* [TEXT EXTRACT]:
* Start *
So recognizing what your energy issues are, and where you're at, allows you to inform them and to work with them and to come up with a way to go through this together. And hopefully, it's just a temporary thing. Or maybe it's just a matter of saying you know, what, not now. And that's okay. If it's you know, later tonight, I'll get to rest a little bit later tonight, I can get back to you, or I need to go and do something for me, that will increase my emotional energy that will give me some mental break, so that I can kind of regroup. And then I'll come back to you and do that. And I've, I've had done this a lot with my kids, especially in the last few years. And so they are generally willing to accept that I mean, when they're really young, they don't always understand. But the more we communicate with them about this, the more they're willing to accept these things. Kids are remarkably adaptable and resilient. That's a good thing. Because, man we're not, we're not awesome parents, like none of us knows what we're doing right to begin with. So we need kids to be resilient and adaptable, as we learn to go through these things.
* End *
* [GIVEN MATERIAL]:
* Start *
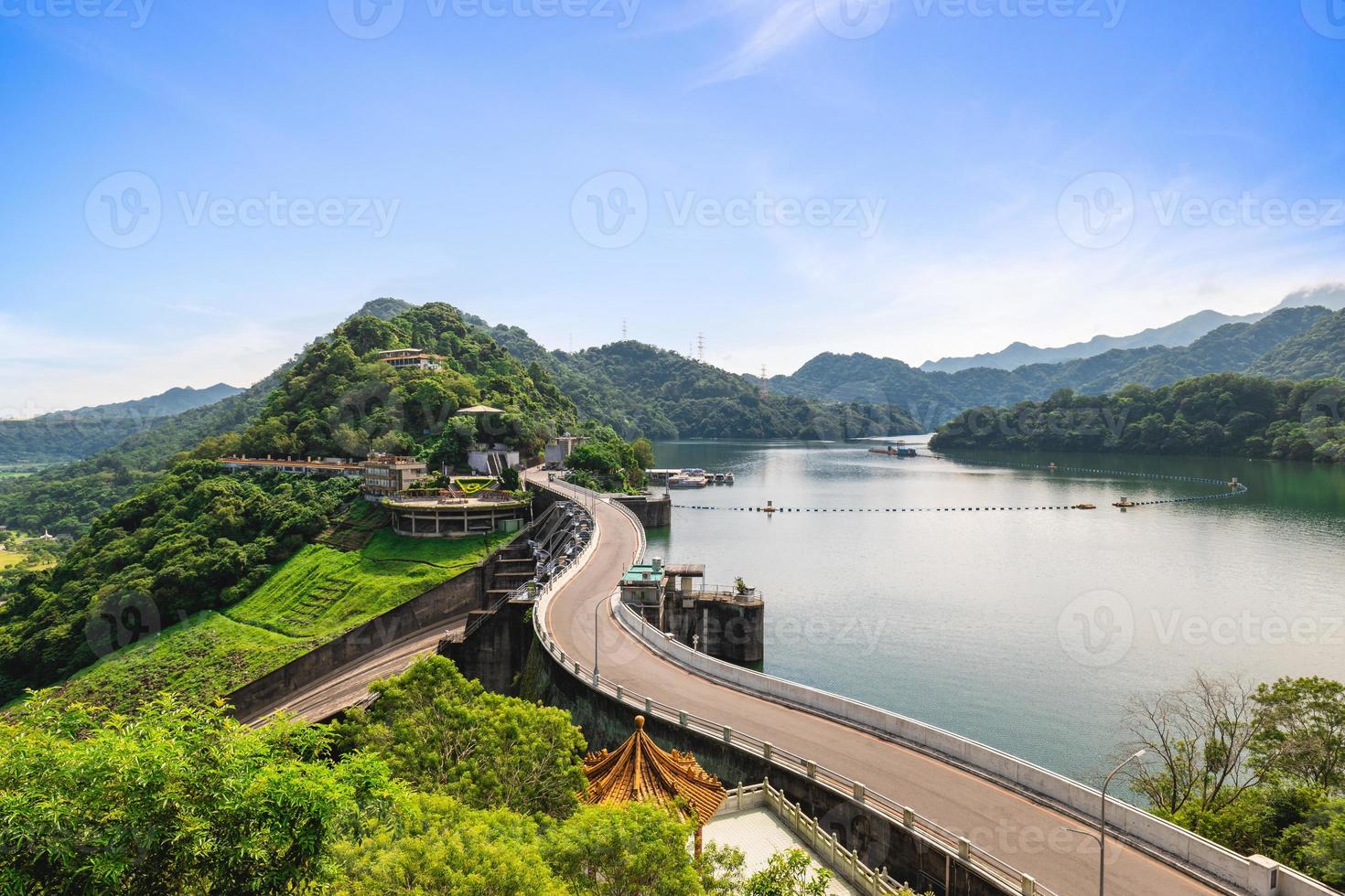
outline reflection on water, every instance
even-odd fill
[[[1147,481],[870,454],[863,443],[659,443],[732,470],[710,506],[1060,505],[1098,510],[777,514],[675,509],[651,556],[765,591],[765,670],[1093,780],[1127,696],[1193,669],[1345,680],[1345,469],[1236,458],[976,455],[1237,477],[1241,498]],[[924,449],[921,447],[921,451]]]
* End *
* [YOUR GOAL]: Reproduce the full passage above about energy limits and parenting, word for word.

* [RESPONSE TO THIS TASK]:
So recognizing what your energy issues are, and where you're at, allows you to inform them and to work with them and to come up with a way to go through this together. And hopefully, it's just a temporary thing. Or maybe it's just a matter of saying you know, what, not now. And that's okay. If it's you know, later tonight, I'll get to rest a little bit later tonight, I can get back to you, or I need to go and do something for me, that will increase my emotional energy that will give me some mental break, so that I can kind of regroup. And then I'll come back to you and do that. And I've, I've had done this a lot with my kids, especially in the last few years. And so they are generally willing to accept that I mean, when they're really young, they don't always understand. But the more we communicate with them about this, the more they're willing to accept these things. Kids are remarkably adaptable and resilient. That's a good thing. Because, man we're not, we're not awesome parents, like none of us knows what we're doing right to begin with. So we need kids to be resilient and adaptable, as we learn to go through these things.